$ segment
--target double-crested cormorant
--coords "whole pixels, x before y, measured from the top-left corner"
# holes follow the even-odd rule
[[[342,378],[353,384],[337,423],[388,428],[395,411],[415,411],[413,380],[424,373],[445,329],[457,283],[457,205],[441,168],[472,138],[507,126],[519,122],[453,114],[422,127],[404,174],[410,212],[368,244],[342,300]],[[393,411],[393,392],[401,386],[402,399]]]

□ □ □ □ □

- [Aim]
Copy out the rows from the first line through the line containing "# holes follow the even-odd rule", both included, and nothing more.

- [Problem solution]
$ segment
--target double-crested cormorant
--coords "whole pixels, x before y, measured from the top-left corner"
# holes follow the even-odd rule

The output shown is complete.